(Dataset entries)
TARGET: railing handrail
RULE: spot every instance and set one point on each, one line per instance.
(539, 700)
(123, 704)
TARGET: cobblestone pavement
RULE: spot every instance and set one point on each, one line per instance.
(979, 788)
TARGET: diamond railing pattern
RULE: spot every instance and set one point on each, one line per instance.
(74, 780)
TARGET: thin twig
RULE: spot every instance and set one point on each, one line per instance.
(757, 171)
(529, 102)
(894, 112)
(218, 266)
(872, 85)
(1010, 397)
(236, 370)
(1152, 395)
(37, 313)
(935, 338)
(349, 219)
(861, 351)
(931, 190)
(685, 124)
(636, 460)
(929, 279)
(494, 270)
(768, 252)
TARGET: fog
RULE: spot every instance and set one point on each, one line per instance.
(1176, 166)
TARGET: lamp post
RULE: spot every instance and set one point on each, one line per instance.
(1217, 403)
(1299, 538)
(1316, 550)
...
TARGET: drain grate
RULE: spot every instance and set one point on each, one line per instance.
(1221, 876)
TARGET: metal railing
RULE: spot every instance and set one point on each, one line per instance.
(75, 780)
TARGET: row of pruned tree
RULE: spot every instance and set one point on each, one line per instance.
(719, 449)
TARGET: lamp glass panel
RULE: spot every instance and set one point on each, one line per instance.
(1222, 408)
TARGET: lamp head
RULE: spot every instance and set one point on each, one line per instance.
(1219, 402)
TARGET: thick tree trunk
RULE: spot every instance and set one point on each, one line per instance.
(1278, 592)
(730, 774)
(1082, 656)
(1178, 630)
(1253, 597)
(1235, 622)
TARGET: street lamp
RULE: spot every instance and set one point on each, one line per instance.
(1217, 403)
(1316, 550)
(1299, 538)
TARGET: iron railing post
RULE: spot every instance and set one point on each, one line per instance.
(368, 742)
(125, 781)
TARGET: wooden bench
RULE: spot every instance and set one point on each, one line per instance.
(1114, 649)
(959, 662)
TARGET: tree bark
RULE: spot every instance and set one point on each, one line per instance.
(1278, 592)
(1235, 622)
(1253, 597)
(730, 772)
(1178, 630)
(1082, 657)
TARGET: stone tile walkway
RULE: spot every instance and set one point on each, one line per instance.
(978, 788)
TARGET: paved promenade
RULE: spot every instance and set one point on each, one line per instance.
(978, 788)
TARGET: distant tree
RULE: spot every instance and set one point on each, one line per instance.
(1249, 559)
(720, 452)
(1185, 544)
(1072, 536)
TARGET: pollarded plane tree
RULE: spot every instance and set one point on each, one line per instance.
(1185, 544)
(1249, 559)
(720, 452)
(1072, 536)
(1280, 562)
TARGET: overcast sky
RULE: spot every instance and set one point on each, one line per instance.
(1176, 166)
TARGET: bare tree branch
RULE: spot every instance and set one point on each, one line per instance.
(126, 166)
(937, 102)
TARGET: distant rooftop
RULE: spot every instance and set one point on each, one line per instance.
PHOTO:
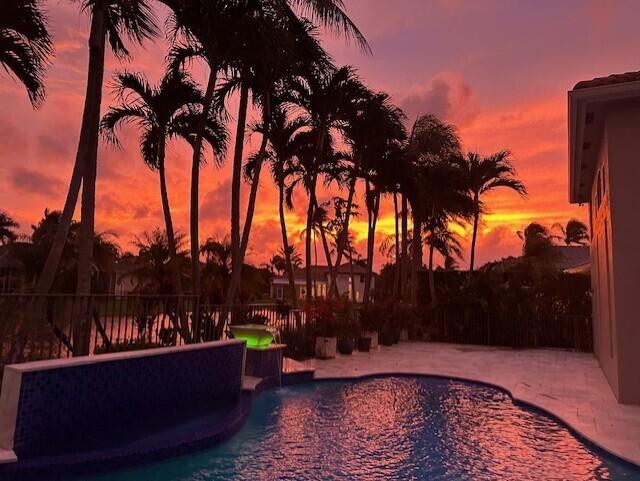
==
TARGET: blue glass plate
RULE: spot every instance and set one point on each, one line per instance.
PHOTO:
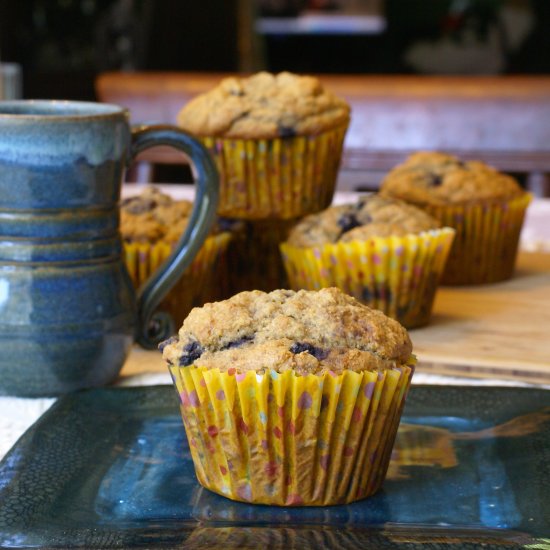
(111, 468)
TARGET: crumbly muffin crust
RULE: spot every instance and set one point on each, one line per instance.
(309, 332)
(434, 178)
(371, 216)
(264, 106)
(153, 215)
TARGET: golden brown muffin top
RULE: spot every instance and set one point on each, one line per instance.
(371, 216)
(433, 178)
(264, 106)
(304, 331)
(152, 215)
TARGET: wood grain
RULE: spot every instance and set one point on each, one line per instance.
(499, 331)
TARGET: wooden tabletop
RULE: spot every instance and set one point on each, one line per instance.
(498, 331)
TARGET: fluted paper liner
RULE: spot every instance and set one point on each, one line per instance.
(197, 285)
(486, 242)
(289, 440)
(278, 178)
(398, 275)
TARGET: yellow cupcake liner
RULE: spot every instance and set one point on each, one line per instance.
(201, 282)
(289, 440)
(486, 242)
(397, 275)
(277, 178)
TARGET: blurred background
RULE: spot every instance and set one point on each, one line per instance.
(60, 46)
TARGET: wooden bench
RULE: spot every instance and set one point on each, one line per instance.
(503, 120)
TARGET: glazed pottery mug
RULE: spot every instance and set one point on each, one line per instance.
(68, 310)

- **Activity**
The lines above starting at the one that contains "TARGET: metal railing" and ending at the one that contains "TARGET: tree bark" must be transcribed exactly, and no other lines may appear.

- **Result of the task**
TARGET: metal railing
RULE: spot every instance and set one point on each, one line per instance.
(75, 780)
TARGET: row of pruned tree
RULE: spot every instance and set one point on each, one line per instance.
(719, 449)
TARGET: lamp glass panel
RULE: spot every instance and set one point on each, one line per instance.
(1222, 408)
TARGET: lamp head
RULE: spot every instance and set one point on each, one line per instance.
(1219, 402)
TARGET: thick tree trunk
RULE: spot every instance and set one point on each, one line per instance.
(1278, 592)
(730, 774)
(1082, 656)
(1178, 630)
(1253, 597)
(1235, 622)
TARGET: street lamp
RULE: spot every instance and set one point on each, one line per instance.
(1217, 403)
(1316, 550)
(1299, 538)
TARGET: iron railing post
RULE: spot every instance and set one point on each, one line per instance.
(368, 742)
(125, 781)
TARGET: wooden bench
RULE: spot every instance and set one point on each, one line per instance.
(1114, 649)
(959, 662)
TARGET: tree bark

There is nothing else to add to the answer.